Text shown:
▶

Although petitioner was unable to physically meet with the mother from October 2019 through February 2020, the caseworker testified that she continued to contact the mother via written correspondence, unanswered home visits and telephone calls.
The evidence at the hearing also revealed that the mother failed to complete mental health counseling services, the mother and the father were unsuccessfully discharged from IAPP due to lack of progress and attendance, and both failed to attend many of the children's medical and dental appointments and committee on special education meetings. In addition, the father failed to obtain adequate housing and continued to reside with the grandfather, a registered sex offender who had previously sexually abused one of the daughters, the father at times failed to appropriately manage the children at visitations and he did not demonstrate that he could independently care for the children. Notwithstanding the above, neither parent expressed any concerns as to the other parent's ability to care for the children. Despite services being in place and the children being in foster care for over two years, the mother and the father failed to make progress to overcome the problems that led to the removal of their children in the first place and failed to complete services offered to them. Thus, there is a sound and substantial basis in the record to support the modification of the permanency plan, and we discern no basis to disturb Family Court's determination (see Matter of Dawn M. [Michael M.], 151 A.D.3d at 1492, 58 N.Y.S.3d 231 ; Matter of Duane FF. [Harley GG.], 135 A.D.3d at 1094, 24 N.Y.S.3d 421 ; Matter of Destiny EE. [Karen FF.], 82 A.D.3d 1292, 1294, 918 N.Y.S.2d 614 [2011] ).

◀

Data supplied:
▶

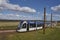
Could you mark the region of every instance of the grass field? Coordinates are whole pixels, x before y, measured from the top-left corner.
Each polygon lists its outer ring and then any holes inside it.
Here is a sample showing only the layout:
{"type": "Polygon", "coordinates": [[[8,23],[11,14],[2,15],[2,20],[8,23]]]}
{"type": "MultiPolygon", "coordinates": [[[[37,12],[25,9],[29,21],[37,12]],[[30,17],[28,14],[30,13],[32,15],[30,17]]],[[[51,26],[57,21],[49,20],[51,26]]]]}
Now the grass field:
{"type": "Polygon", "coordinates": [[[60,40],[60,28],[47,28],[45,34],[42,30],[26,33],[2,33],[0,40],[60,40]]]}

◀

Assigned task A: Summarize the opinion excerpt in two sentences.
Assigned task B: Translate this sentence from the opinion excerpt into Spanish: "Notwithstanding the above, neither parent expressed any concerns as to the other parent's ability to care for the children."

Exercise response A: Although the caseworker kept contacting the mother through letters, unanswered home visits and phone calls, the evidence showed that the parents failed to complete services, were unsuccessfully discharged from IAPP, and missed many of the children's medical, dental and special education appointments, while the father also lived with the grandfather, a registered sex offender who had previously sexually abused one of the daughters. Because the parents made no progress after the children had spent more than two years in foster care, the court found a sound and substantial basis for modifying the permanency plan and saw no reason to disturb Family Court's determination.

Exercise response B: No obstante lo anterior, ninguno de los progenitores expresó preocupación alguna respecto de la capacidad del otro progenitor para cuidar a los niños.